__DATA PROVIDED__.
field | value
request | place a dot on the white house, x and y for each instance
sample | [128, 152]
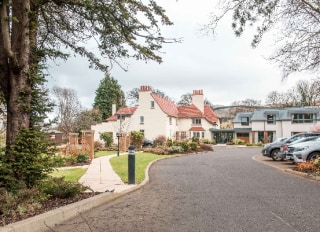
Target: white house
[156, 116]
[269, 124]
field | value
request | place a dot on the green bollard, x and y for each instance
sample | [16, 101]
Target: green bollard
[131, 165]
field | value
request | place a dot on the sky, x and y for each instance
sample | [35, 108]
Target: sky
[225, 67]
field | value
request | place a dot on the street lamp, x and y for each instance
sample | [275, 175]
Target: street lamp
[118, 136]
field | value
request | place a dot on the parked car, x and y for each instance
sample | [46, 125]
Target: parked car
[272, 149]
[307, 151]
[284, 149]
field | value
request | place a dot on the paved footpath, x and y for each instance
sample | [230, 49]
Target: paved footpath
[100, 176]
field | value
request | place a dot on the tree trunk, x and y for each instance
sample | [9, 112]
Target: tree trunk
[15, 80]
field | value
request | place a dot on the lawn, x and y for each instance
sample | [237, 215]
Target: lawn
[72, 174]
[142, 160]
[104, 153]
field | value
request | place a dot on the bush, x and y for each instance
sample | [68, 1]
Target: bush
[206, 147]
[175, 149]
[157, 150]
[82, 158]
[30, 160]
[107, 138]
[169, 142]
[195, 139]
[193, 146]
[206, 141]
[58, 188]
[59, 161]
[159, 141]
[98, 145]
[21, 202]
[137, 139]
[184, 144]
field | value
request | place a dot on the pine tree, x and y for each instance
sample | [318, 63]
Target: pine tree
[109, 92]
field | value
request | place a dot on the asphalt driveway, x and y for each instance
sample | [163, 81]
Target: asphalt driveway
[224, 190]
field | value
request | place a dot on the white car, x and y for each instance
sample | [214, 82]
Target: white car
[307, 151]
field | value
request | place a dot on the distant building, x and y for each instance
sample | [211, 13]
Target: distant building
[266, 125]
[156, 116]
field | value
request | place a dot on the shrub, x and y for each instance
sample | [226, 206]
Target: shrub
[159, 141]
[59, 161]
[58, 188]
[193, 146]
[30, 160]
[21, 202]
[82, 158]
[184, 144]
[195, 139]
[206, 147]
[175, 149]
[157, 150]
[137, 139]
[206, 141]
[107, 138]
[98, 145]
[260, 144]
[169, 142]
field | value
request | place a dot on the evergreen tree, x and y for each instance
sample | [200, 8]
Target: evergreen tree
[109, 92]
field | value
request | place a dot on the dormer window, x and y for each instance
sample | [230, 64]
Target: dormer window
[244, 121]
[271, 119]
[196, 121]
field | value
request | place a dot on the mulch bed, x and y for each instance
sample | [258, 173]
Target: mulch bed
[46, 206]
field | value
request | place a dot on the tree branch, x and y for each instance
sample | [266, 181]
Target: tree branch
[5, 29]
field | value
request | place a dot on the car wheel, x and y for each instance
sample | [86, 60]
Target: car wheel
[275, 155]
[313, 156]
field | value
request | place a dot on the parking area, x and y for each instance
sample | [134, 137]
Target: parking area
[284, 165]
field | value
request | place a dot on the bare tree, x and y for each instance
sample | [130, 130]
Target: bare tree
[305, 93]
[132, 97]
[297, 43]
[68, 107]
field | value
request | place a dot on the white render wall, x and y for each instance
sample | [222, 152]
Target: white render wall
[155, 120]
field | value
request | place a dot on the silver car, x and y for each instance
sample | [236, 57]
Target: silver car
[307, 151]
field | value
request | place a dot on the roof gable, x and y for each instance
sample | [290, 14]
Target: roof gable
[166, 105]
[190, 111]
[122, 111]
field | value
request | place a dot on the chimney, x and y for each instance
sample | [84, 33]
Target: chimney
[197, 99]
[145, 88]
[114, 109]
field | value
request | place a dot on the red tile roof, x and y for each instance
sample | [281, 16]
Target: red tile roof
[171, 109]
[166, 105]
[210, 115]
[125, 111]
[189, 112]
[196, 128]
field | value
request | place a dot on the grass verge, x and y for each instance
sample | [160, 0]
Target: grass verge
[72, 174]
[103, 153]
[142, 160]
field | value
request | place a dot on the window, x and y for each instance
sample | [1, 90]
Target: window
[244, 121]
[271, 119]
[196, 121]
[303, 118]
[196, 134]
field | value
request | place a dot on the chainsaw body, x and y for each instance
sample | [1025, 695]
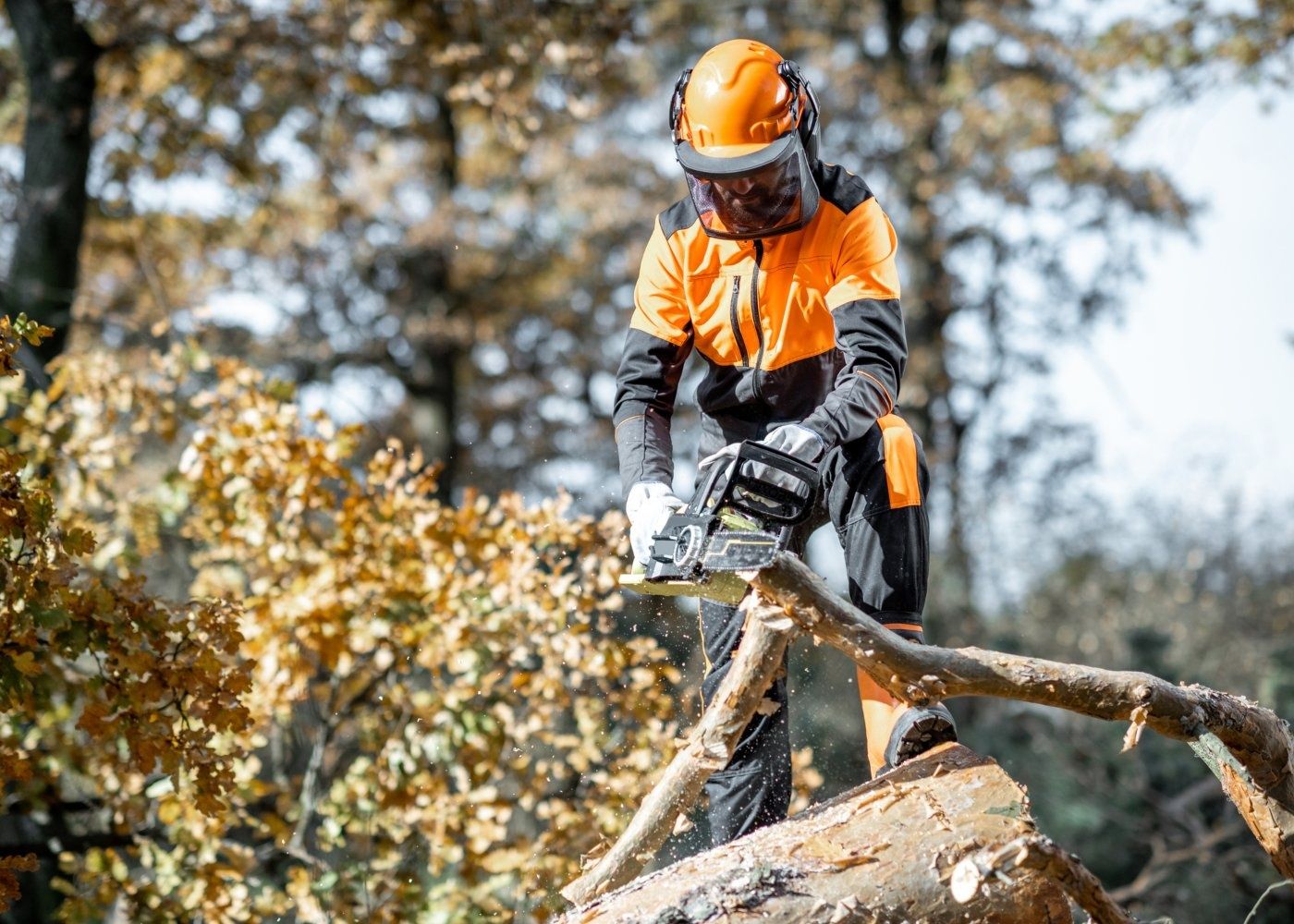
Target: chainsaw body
[735, 522]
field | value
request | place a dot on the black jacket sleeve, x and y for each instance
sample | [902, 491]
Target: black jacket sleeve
[863, 303]
[659, 342]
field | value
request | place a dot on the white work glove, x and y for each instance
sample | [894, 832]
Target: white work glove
[791, 439]
[649, 506]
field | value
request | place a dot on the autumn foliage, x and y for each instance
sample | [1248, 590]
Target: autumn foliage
[372, 706]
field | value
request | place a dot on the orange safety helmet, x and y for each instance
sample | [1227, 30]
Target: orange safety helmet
[746, 132]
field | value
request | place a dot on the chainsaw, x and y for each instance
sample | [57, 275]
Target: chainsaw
[735, 522]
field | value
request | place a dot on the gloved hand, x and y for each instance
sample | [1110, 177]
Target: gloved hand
[791, 439]
[649, 506]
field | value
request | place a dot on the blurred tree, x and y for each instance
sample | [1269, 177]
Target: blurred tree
[1190, 597]
[994, 135]
[58, 57]
[398, 194]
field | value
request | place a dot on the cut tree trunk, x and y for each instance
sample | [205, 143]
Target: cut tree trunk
[708, 748]
[883, 853]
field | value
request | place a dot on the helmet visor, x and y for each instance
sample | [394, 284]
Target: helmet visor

__EXERCISE GOAL__. Output the entries above exactly, without their pictures.

__SOLUTION TO THE EXERCISE__.
field | value
request | place a dot on the white house, x and y for each instance
sample | [128, 152]
Target: white house
[156, 116]
[269, 124]
field | value
request | place a dot on the green bollard, x and y for each instance
sample | [16, 101]
Target: green bollard
[131, 165]
field | value
request | place a dot on the sky, x and y for each instance
sample | [35, 108]
Target: sky
[225, 67]
field | value
request | place a dot on the street lamp, x and y for each instance
sample | [275, 175]
Target: street lamp
[118, 136]
field | value
request | place a dot on the parked car, x and y for each instance
sample | [46, 125]
Target: parked car
[272, 149]
[307, 151]
[284, 149]
field | value
request | place a dot on the paved footpath, x and y for each instance
sample | [230, 49]
Target: paved footpath
[100, 176]
field | value
request | place a dot on the tree trunk, x and y for each instance
sample | [9, 112]
Target: tree trunk
[15, 80]
field | value
request | place a dot on the lawn, x and y for each instance
sample | [237, 215]
Target: lawn
[72, 174]
[142, 160]
[104, 153]
field | value
request | place a dot on the bush, x and y for each instance
sample | [68, 1]
Target: bush
[206, 147]
[175, 149]
[157, 150]
[82, 158]
[30, 160]
[107, 138]
[169, 142]
[195, 139]
[193, 146]
[206, 141]
[58, 188]
[59, 161]
[159, 141]
[98, 145]
[21, 202]
[137, 139]
[184, 144]
field | value
request | place a dot on the pine tree, x and y for each instance
sample | [318, 63]
Target: pine tree
[109, 92]
field | value
request | place a dot on the asphalt driveway, x and y for each instance
sample | [163, 81]
Target: asphalt driveway
[224, 190]
field | value
request | place a dot on the white car, x and y for each instance
sample | [214, 82]
Target: white car
[307, 151]
field | value
request | place a dot on the distant building, x and y for each instance
sample | [211, 13]
Target: distant building
[266, 125]
[156, 116]
field | value
request | place a dot on the shrub, x and y for each instance
sample | [226, 206]
Target: shrub
[159, 141]
[59, 161]
[58, 188]
[193, 146]
[30, 160]
[21, 202]
[82, 158]
[184, 144]
[195, 139]
[206, 147]
[175, 149]
[157, 150]
[137, 139]
[206, 141]
[107, 138]
[98, 145]
[260, 144]
[169, 142]
field | value
request | place a dot on the evergreen tree, x and y for each instance
sample | [200, 8]
Target: evergreen tree
[109, 92]
field | value
request | place a dot on the dormer window, x and y for each instance
sample | [230, 64]
Target: dormer window
[244, 121]
[271, 119]
[196, 121]
field | value
request | place a dot on the mulch bed, x and y for each instance
sample | [258, 173]
Target: mulch bed
[46, 206]
field | value
request | place a dot on the tree branch, x and y for each instance
sample | [266, 181]
Target: tree branch
[5, 29]
field | value
request | place a dot on the car wheel, x and y for each instance
sample | [86, 60]
Target: car wheel
[275, 155]
[313, 156]
field | value
request | place a dot on the parking area, x and y for each instance
sample | [134, 137]
Target: parking area
[284, 165]
field | value
request | place a dot on the bare tree, x and y for each instance
sample | [130, 130]
Target: bare tree
[305, 93]
[132, 97]
[297, 43]
[68, 107]
field | value
request | place a dot on the white render wall, x and y for each instance
sample | [222, 152]
Target: white render wall
[155, 120]
field | value
request | place a dot on the silver car, x and y for each instance
sample | [236, 57]
Target: silver car
[307, 151]
field | value
request | place a dot on the roof gable, x and y for each instance
sample | [290, 14]
Target: roof gable
[166, 105]
[190, 111]
[122, 111]
field | value
request | place a dot on the chimney, x and y for each instance
sample | [84, 33]
Target: chimney
[197, 99]
[145, 88]
[114, 109]
field | value
request | place a dot on the red tile roof, x and y for each instance
sample | [281, 16]
Target: red tile roof
[171, 109]
[166, 105]
[210, 115]
[125, 111]
[189, 112]
[196, 128]
field | value
request | place a dot on the grass verge, x and y for each instance
sample | [160, 0]
Target: grass verge
[72, 174]
[103, 153]
[142, 160]
field | value
request | place a dot on the window, x and y for each instance
sample | [1, 90]
Target: window
[244, 121]
[271, 119]
[196, 121]
[303, 118]
[196, 134]
field | value
request | place a dot on the chainsaw body, x and y for each instance
sample | [1025, 695]
Target: chainsaw body
[735, 522]
field | value
request | place a dot on the black jacket sleeve, x and y for each instance
sample | [902, 491]
Target: black jacket sleeve
[863, 303]
[659, 342]
field | value
request | place a dot on the white work glove, x and y for each instance
sample | [894, 832]
Target: white work glove
[791, 439]
[649, 506]
field | value
request | place a dot on the autumn foliage, x and y for each instance
sample | [1248, 590]
Target: autumn foliage
[372, 706]
field | value
request | place a dot on the orange safety helmet, x and y for each instance
sample | [1227, 30]
Target: orange safety helmet
[746, 132]
field | value
request | place a dot on the chainsaw, x and y for each instance
sample | [57, 275]
Target: chainsaw
[735, 522]
field | value
request | place a dot on the gloved hand, x and y for each instance
sample | [1110, 177]
Target: gloved hand
[791, 439]
[649, 506]
field | value
request | place a dot on the blurred tree, x and y for each instance
sample | [1269, 177]
Target: blurred tree
[1190, 597]
[994, 135]
[58, 57]
[398, 194]
field | value
request | place a dot on the cut tree trunk, x and y for each instance
sample | [205, 143]
Target: cut tree trunk
[708, 748]
[883, 853]
field | value
request | place a dot on the helmet visor, x and y for each instance
sample | [394, 284]
Target: helmet visor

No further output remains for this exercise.